----- GIVEN TEXT
The bot profile

Following my previous elections candidate twitterbot, in which I adopted a very simple and straightforward approach of generating random tweets from the tweets of a given set of candidates, it was clear that structure, sense and meaning were missing on the tweets produced (obvious due to the naive randomness of the approach).

Trying to overcome this limitation, and not intending to dig too deep on the linguistic analysis and generation techniques, I designed a simple but quite effective process to generate more realistic tweets:

  1. Obtain the morpho-syntactic structure of the input tweets using a natural language processing tool
  2. For each morpho-syntactic tag, collect all the words in the input tweets for the given tag
  3. Randomly select one of the morpho-syntactic structures obtained in step 1
  4. Generate a tweet randomly selecting a word from step 2 for each tag in the selected structure

Similarly to the previous approach the input data is the set of the last twenty tweets of each candidate. The candidates considered are the main candidates of national parties for the general elections for the Spanish Government on the last 20th of December, in alphabetical order:

candidats = [
    'agarzon', # Alberto Garzón (IU)
    'pablo_iglesias_', # Pablo Iglesias (Podemos)
    'marianorajoy', # Mariano Rajoy (PP)
    'albert_rivera', # Albert Rivera (C's)
----------
- **GIVEN REQUEST A**
Recast the lines of the entries as a numbered list, leaving out any blank lines, starting at the line that contains "as point(166, 26)." and ending at the line that contains "point(553, 75)".
----- DATASET ROWS
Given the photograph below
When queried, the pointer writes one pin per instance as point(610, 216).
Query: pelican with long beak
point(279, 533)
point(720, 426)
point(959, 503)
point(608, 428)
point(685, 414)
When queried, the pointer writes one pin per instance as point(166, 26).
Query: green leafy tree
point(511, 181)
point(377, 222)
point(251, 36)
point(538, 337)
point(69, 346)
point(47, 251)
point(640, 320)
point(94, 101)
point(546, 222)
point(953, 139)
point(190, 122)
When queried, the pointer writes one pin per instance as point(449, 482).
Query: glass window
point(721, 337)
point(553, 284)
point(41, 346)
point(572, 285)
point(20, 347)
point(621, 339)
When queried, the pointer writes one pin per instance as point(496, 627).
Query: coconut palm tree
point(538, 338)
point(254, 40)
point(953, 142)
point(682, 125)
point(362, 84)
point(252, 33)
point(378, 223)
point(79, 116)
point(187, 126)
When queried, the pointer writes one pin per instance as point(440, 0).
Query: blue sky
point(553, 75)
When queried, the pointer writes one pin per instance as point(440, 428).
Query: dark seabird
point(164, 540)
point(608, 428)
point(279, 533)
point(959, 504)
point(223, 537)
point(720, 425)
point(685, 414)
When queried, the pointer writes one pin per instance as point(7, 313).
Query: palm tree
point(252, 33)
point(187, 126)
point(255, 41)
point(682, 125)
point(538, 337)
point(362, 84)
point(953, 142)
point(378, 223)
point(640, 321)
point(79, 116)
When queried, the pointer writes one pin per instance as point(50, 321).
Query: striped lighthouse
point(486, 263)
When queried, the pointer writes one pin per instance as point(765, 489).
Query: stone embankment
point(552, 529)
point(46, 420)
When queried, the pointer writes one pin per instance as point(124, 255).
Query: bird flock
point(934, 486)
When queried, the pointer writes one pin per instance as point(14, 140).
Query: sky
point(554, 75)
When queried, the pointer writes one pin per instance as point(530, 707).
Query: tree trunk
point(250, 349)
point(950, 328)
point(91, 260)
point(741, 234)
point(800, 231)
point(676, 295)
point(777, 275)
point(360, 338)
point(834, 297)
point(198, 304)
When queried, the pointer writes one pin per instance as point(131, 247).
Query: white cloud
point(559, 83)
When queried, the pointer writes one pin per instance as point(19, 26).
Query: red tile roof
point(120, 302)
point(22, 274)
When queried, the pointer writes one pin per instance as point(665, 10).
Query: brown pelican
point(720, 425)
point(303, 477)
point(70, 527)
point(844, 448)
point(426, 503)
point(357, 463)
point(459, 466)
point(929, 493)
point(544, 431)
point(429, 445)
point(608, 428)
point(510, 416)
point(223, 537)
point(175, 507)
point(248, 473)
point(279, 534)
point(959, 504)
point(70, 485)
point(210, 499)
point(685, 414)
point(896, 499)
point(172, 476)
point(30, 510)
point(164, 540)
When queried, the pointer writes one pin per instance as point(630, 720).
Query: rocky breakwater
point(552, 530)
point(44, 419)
----------
- **GIVEN REQUEST B**
Answer these questions from the twitterbot text, one per line:
(i) How many of each candidate's tweets make up the input data?
(ii) What is randomly selected in step 3 of the process?
(iii) Which party is listed for Mariano Rajoy?

- **CORRECT RESPONSE A**
1. When queried, the pointer writes one pin per instance as point(166, 26).
2. Query: green leafy tree
3. point(511, 181)
4. point(377, 222)
5. point(251, 36)
6. point(538, 337)
7. point(69, 346)
8. point(47, 251)
9. point(640, 320)
10. point(94, 101)
11. point(546, 222)
12. point(953, 139)
13. point(190, 122)
14. When queried, the pointer writes one pin per instance as point(449, 482).
15. Query: glass window
16. point(721, 337)
17. point(553, 284)
18. point(41, 346)
19. point(572, 285)
20. point(20, 347)
21. point(621, 339)
22. When queried, the pointer writes one pin per instance as point(496, 627).
23. Query: coconut palm tree
24. point(538, 338)
25. point(254, 40)
26. point(953, 142)
27. point(682, 125)
28. point(362, 84)
29. point(252, 33)
30. point(378, 223)
31. point(79, 116)
32. point(187, 126)
33. When queried, the pointer writes one pin per instance as point(440, 0).
34. Query: blue sky
35. point(553, 75)

- **CORRECT RESPONSE B**
(i) The last twenty tweets.
(ii) One of the morpho-syntactic structures obtained in step 1.
(iii) PP.